Texte:
»»

Cécile regarde autour d'elle, elle se souvient du grand chêne du village elle reprend :
- Maman, je vais me transformer en arbre ? Comme celui sur la place ?
La maman finit par sourire, elle entoure l'épaule de Cécile et d'une voix très calme :
- Aller, arrête de dire des bêtises… Tiens, porte ça et tais-toi !
Elle lui tend un sac contenant des pommes. La petite Cécile prend le sac et suit sa maman sans un mot. Tout en regardant anxieusement ses pieds !

20 juillet 1969. Incroyable, on a marché sur la lune. Plus incroyable encore : la lune n’est pas habitée. Alors là, c’est vraiment à douter de tout y compris de ce qu’on a vu de ses yeux vu. C’est que depuis qu’on est petits et on nous dit que si on regarde la lune assez longtemps on verra un petit bonhomme avec une hache. Nous avons fait l’expérience et plusieurs d’entre nous, parmi les vaillants qui résistent au sommeil, ont vu comme je vous vois ce fameux bûcheron céleste. Mais alors si aucun bonhomme n’habite sur la lune, qu’est-ce qu’on a bien pu voir ?

««

Données affichées:
»»

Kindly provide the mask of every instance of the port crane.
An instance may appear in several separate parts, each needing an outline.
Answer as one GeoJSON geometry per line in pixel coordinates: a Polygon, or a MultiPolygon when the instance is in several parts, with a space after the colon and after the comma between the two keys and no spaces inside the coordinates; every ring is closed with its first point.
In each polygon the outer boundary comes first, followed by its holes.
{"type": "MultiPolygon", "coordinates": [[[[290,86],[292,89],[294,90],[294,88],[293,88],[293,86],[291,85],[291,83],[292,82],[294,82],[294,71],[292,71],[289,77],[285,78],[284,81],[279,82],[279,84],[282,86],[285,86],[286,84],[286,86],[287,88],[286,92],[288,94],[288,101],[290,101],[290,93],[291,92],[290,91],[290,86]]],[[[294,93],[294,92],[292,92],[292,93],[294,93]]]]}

««

Consigne:
Affichez, s'il vous plaît, le passage du texte qui commence par « La maman finit » et se poursuit jusqu'à « anxieusement ses pieds ! », sans y changer un mot.

Résultat:
La maman finit par sourire, elle entoure l'épaule de Cécile et d'une voix très calme :
- Aller, arrête de dire des bêtises… Tiens, porte ça et tais-toi !
Elle lui tend un sac contenant des pommes. La petite Cécile prend le sac et suit sa maman sans un mot. Tout en regardant anxieusement ses pieds !